(Coordinate annotation records)
=======

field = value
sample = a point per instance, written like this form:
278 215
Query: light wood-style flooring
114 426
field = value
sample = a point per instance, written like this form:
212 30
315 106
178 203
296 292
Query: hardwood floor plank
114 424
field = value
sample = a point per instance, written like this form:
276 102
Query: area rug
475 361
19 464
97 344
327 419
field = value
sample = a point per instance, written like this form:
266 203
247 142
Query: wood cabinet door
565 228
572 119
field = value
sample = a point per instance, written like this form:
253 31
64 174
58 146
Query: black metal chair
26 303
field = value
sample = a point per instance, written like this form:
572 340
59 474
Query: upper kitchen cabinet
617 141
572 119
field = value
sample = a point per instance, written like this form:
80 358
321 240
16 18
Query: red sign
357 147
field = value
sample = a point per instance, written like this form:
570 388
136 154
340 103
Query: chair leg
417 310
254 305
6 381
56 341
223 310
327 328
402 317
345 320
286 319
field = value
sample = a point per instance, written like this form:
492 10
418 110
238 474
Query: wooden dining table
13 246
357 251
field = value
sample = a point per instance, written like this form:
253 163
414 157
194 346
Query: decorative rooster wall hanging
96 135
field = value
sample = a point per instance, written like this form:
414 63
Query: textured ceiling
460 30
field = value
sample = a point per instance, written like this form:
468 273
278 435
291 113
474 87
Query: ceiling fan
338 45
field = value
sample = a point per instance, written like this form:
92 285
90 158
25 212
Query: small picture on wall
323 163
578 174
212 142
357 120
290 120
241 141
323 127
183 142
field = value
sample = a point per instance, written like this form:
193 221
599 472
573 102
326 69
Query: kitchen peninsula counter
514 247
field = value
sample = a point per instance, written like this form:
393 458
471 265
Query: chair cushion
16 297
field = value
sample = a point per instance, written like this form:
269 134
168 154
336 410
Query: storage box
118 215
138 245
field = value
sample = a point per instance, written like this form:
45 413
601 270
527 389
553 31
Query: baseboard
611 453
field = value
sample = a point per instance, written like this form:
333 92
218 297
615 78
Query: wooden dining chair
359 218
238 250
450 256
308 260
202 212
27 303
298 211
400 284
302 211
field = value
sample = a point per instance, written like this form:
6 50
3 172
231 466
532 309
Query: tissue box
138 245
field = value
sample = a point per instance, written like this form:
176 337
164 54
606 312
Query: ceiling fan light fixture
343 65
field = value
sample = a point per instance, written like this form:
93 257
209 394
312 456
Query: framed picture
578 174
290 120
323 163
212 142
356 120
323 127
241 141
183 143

=======

## [WRITTEN REQUEST]
Report how many lines of the records contain the string "picture", with case counting, and give only the number.

## [SOLUTION FOR THIS EXERCISE]
2